-- PROBLEM STATEMENT --
For the copy, please give all of the data again exactly and leave the pictures out.

(Free-text object descriptions)
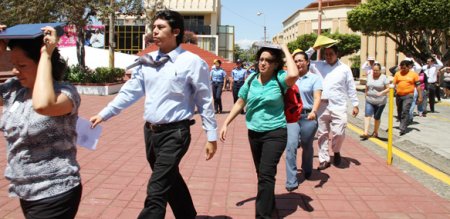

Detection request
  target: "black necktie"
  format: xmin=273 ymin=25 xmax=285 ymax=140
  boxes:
xmin=126 ymin=54 xmax=170 ymax=70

-- YOUR RESPONSE --
Detection request
  target: "black necktie"
  format: xmin=273 ymin=25 xmax=285 ymax=140
  boxes:
xmin=126 ymin=54 xmax=170 ymax=70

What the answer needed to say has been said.